§ Given problem 1:
Update the passage of the video diffusion page between "For clip length" and "denoised or regenerated.", inclusive, and write it out with "regenerated" replaced by "resampled".

Lightweight Endpoint-Context RGB Video Diffusion (PyTorch)

Top: Ground truth BAIR frames. Bottom: Generated middle frames conditioned on start and end frames.

Objective

This repository implements a lightweight endpoint-conditioned video diffusion model for generating the middle portion of a short video clip given observed start and end frames.

The training objective models:

[ p(\text{frames}_{K..T-K-1} \mid \text{first }K\text{ frames},\ \text{last }K\text{ frames}) ]

Default configuration:

K = 2

(--endpoint_context 2)

Example for T = 8:

Observed start:  [0,1]
Observed end:    [6,7]
Generated:       [2,3,4,5]

The model therefore learns motion interpolation under fixed temporal boundary conditions.

Training Data

The model is trained on BAIR Robot Pushing video sequences stored as MP4 files.

The dataset directory is expected to contain many short MP4 clips. The loader recursively scans the dataset directory and automatically constructs the train/validation splits.

Example structure:

data/
  videos_train/
      00001.mp4
      00002.mp4
      ...

  videos_val/
      10001.mp4
      10002.mp4

Each MP4 is decoded into fixed-length clips during training.

Returned tensor format:

clip: [C, T, H, W]

Where:

C = 3 (RGB default)
T = number of frames
H,W = spatial resolution

Grayscale mode is supported with:

--color_mode gray

Active Task: Middle Frame Generation

The model performs endpoint-conditioned temporal interpolation.

For clip length T and context length K:

start_context  = clip[:, :, :K]
middle_target  = clip[:, :, K:-K]
end_context    = clip[:, :, -K:]

Constraint:

T > 2K

Observed context frames are never denoised or regenerated.

Generated outputs are assembled as:

[exact_start_context, generated_middle..., exact_end_context]

This prevents endpoint drift and stabilizes training.

Repository Structure

video_diffusion/

train_video_ddpm.py
sample_video_ddpm.py

models/
    video_unet3d.py
    conditioning_encoder.py

    blocks/
        resnet3d.py
        attention3d.py

    modules/
        film.py
        temporal_attention.py

diffusion/
    schedule.py

data/
    kinetics_video_dataset.py

utils/
    io.py
    video_utils.py

Key Components

train_video_ddpm.py

Main training script implementing:

DDPM training
EMA model tracking
preview generation
checkpointing

sample_video_ddpm.py

Inference script generating missing middle frames conditioned on endpoint contexts.

models/video_unet3d.py

Core 3D U-Net diffusion denoiser operating directly in pixel space.

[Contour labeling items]

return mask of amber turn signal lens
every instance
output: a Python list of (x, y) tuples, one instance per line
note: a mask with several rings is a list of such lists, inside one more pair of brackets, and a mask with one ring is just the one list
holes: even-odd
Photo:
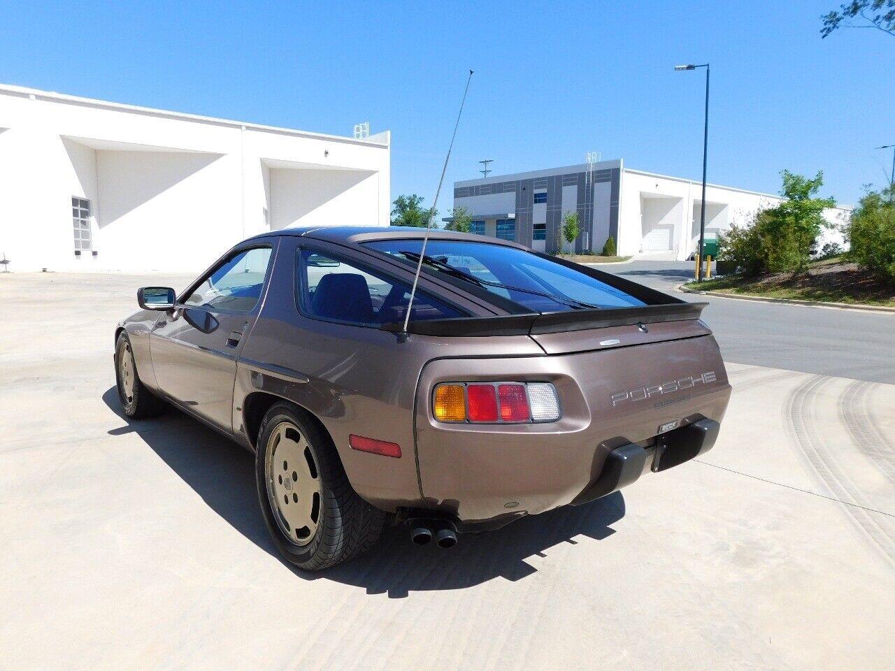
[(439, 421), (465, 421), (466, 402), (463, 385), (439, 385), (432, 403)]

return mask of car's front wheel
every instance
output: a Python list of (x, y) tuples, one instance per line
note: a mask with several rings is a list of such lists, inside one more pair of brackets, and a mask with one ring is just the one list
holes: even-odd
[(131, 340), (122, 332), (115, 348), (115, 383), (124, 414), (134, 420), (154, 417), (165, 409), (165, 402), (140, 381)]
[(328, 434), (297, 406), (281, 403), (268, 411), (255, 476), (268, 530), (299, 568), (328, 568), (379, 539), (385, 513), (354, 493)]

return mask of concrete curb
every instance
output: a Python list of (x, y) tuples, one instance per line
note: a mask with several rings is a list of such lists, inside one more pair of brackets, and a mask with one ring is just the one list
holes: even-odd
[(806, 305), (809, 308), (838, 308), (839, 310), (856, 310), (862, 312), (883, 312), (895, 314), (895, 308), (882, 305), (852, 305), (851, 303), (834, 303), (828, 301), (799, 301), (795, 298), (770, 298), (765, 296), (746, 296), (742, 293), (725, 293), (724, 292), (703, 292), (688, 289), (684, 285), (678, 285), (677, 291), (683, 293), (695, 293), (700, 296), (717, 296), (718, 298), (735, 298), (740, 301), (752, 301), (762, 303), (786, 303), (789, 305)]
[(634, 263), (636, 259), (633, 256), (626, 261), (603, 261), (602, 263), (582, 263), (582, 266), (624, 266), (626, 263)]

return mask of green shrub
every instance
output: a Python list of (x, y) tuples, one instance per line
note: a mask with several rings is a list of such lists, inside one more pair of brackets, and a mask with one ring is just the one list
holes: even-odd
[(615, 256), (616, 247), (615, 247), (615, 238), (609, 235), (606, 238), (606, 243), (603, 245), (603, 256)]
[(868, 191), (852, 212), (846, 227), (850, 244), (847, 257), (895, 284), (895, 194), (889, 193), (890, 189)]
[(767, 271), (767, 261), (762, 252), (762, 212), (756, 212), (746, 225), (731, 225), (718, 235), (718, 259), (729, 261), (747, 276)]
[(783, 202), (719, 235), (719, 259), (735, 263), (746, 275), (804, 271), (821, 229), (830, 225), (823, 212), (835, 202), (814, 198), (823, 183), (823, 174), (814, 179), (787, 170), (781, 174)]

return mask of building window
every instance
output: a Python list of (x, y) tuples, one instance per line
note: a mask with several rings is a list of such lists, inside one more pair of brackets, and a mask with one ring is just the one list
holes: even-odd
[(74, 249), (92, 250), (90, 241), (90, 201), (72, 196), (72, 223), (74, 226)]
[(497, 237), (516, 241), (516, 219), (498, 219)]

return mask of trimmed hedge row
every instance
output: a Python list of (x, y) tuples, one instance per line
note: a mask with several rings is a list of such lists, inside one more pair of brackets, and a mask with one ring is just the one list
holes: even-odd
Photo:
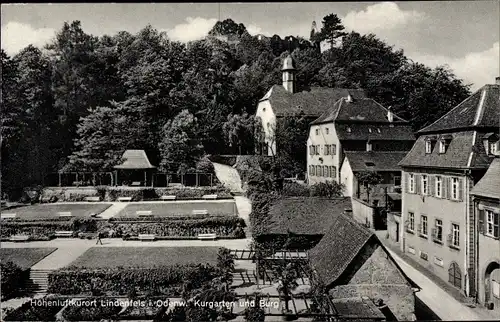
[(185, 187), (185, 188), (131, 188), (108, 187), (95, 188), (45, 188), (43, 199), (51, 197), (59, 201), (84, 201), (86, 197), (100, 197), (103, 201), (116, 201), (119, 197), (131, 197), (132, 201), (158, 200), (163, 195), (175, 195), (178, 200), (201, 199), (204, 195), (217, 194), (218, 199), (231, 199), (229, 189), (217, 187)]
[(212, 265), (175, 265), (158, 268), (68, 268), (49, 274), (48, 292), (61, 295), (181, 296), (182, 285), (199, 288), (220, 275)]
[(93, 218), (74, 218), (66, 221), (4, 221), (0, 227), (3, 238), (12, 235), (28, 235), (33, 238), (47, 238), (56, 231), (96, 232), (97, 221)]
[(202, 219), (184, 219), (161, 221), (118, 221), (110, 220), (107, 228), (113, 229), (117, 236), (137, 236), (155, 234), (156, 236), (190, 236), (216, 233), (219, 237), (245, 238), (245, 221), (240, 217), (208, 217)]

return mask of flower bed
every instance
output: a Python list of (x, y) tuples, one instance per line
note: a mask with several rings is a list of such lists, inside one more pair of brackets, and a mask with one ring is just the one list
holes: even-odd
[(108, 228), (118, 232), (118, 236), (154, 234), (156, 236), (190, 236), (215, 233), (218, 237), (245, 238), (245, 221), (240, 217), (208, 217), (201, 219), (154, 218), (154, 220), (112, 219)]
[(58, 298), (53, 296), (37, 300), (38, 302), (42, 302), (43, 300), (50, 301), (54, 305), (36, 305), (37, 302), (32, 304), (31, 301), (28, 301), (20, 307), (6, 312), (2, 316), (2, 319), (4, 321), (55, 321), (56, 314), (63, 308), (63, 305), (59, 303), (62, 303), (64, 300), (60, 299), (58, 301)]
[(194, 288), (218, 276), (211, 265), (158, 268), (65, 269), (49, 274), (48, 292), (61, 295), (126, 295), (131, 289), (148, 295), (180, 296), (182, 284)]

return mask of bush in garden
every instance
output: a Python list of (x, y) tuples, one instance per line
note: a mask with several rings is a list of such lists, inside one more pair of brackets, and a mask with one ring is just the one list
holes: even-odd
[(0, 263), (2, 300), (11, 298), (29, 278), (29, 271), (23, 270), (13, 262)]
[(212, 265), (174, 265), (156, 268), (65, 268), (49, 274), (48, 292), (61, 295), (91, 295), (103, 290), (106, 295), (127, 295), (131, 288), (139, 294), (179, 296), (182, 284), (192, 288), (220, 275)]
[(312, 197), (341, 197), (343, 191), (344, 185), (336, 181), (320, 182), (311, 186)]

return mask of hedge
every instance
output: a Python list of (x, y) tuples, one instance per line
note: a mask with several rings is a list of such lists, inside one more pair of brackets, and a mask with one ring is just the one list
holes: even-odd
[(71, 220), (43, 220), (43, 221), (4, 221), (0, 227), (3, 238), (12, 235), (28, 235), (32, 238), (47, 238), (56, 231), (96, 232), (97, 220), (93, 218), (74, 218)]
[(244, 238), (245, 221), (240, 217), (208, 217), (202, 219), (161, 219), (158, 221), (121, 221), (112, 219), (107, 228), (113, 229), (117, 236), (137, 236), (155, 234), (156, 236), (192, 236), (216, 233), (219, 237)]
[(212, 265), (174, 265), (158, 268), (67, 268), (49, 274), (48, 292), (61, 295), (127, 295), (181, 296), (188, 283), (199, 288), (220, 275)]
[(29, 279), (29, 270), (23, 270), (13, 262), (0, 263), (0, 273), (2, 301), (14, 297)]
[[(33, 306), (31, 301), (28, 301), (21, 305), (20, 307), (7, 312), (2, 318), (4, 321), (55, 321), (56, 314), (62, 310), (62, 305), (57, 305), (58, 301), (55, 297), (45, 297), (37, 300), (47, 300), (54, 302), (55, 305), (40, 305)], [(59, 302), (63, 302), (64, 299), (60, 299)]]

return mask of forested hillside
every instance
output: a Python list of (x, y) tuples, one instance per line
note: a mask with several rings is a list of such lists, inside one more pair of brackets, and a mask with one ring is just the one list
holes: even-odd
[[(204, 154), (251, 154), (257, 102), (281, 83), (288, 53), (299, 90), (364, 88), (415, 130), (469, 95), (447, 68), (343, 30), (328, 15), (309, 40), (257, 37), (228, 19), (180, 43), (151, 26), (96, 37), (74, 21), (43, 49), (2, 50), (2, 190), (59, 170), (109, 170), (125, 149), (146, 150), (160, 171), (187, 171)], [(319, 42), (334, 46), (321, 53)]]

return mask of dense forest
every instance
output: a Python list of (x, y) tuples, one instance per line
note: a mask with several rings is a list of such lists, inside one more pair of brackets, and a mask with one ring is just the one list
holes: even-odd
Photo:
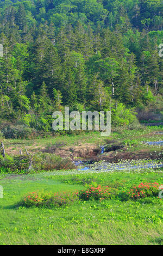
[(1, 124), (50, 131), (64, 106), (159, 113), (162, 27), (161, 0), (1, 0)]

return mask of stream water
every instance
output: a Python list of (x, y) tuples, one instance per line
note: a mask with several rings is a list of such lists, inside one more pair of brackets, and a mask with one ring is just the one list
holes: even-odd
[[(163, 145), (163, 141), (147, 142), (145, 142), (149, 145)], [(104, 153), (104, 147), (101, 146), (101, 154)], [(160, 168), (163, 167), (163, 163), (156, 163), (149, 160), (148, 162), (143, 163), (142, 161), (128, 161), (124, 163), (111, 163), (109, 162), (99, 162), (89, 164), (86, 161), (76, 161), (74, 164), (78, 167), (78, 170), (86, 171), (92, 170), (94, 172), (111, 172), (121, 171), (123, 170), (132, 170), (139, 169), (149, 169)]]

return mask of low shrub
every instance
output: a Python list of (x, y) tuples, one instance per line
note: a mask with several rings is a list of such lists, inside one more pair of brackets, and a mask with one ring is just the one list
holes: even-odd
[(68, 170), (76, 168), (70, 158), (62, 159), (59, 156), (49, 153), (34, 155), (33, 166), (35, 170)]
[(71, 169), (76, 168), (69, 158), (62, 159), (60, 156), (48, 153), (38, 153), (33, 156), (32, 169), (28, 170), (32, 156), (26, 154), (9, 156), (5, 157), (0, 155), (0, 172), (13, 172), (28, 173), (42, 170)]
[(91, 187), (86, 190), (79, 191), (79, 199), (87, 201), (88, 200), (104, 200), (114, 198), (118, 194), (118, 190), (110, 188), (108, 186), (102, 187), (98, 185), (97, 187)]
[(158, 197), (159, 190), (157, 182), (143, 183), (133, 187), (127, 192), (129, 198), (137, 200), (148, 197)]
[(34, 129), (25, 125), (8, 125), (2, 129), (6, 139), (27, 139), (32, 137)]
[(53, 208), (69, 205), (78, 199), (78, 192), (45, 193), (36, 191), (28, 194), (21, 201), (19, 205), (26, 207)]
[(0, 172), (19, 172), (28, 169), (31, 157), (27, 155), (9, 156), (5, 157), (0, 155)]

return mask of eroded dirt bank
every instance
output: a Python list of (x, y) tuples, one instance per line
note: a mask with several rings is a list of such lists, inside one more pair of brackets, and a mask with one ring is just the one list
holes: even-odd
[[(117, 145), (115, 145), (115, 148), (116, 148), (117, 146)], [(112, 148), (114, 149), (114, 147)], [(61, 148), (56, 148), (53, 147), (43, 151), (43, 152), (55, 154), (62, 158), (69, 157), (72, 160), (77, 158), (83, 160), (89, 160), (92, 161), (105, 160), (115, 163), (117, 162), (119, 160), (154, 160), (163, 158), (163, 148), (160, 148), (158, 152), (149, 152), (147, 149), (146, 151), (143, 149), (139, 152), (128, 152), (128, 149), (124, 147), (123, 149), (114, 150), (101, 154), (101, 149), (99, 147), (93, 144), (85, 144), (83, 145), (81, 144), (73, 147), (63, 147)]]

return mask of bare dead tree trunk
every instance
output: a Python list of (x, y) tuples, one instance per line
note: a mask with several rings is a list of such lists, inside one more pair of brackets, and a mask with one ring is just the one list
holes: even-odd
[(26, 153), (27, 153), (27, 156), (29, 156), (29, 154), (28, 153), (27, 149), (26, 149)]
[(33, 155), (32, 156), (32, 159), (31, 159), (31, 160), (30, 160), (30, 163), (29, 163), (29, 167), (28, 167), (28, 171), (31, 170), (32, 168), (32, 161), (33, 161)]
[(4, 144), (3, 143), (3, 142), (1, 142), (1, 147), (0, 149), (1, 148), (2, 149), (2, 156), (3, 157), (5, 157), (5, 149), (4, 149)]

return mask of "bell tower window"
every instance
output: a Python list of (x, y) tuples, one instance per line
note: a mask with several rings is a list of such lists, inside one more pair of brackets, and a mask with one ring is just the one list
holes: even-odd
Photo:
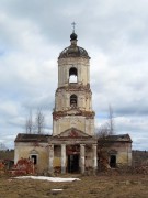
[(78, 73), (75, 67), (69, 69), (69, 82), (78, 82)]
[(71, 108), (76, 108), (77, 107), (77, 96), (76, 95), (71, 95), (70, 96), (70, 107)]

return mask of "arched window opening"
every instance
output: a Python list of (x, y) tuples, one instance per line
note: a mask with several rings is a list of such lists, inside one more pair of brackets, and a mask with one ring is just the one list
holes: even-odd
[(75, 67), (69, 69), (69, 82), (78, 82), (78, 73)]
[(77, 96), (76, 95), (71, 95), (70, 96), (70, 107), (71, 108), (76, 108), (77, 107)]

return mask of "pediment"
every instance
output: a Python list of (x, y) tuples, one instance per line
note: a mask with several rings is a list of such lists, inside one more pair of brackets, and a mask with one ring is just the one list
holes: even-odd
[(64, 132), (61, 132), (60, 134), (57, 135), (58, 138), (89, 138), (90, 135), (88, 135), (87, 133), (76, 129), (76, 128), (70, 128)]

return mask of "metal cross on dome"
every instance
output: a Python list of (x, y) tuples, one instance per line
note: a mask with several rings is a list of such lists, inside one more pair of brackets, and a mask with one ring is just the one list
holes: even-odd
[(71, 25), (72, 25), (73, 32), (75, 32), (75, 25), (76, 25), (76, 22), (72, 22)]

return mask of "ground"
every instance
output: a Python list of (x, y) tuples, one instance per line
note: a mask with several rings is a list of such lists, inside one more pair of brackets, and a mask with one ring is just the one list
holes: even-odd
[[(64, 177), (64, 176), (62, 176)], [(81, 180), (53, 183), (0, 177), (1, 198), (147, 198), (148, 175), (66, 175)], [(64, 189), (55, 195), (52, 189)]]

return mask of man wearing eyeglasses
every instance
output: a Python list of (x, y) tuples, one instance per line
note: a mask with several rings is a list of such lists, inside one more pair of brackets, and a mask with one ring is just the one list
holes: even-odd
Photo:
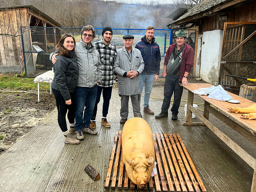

§ Given problem 2:
In the contour labeling items, restate word for word the lines between the lines holding "return mask of green shrub" and "170), (781, 174)]", inclusive.

§ Task result 1:
For clip length T and context length K:

start_context  = clip[:, :, :K]
middle_target  = clip[:, :, K:-K]
end_context    = clip[:, :, -K:]

Constraint:

T > 2K

Observed context frames are never denoised or resampled.

§ Task result 2:
return mask of green shrub
every instance
output: a Python list of (x, y) tuples, one instance per line
note: a mask with several rings is a list of such lists, inside one more pair of brackets, and a mask with one ring is just the one list
holes: even-odd
[(615, 256), (616, 247), (615, 247), (615, 238), (609, 235), (606, 238), (606, 243), (603, 245), (603, 256)]
[(868, 191), (852, 212), (846, 227), (850, 244), (847, 257), (895, 284), (895, 194), (889, 193), (890, 189)]
[(767, 271), (767, 261), (762, 252), (762, 212), (756, 212), (746, 225), (731, 225), (718, 235), (718, 259), (729, 261), (747, 276)]
[(783, 202), (719, 235), (719, 259), (735, 263), (746, 275), (804, 271), (821, 229), (830, 225), (823, 212), (835, 202), (814, 198), (823, 183), (823, 174), (814, 179), (787, 170), (781, 174)]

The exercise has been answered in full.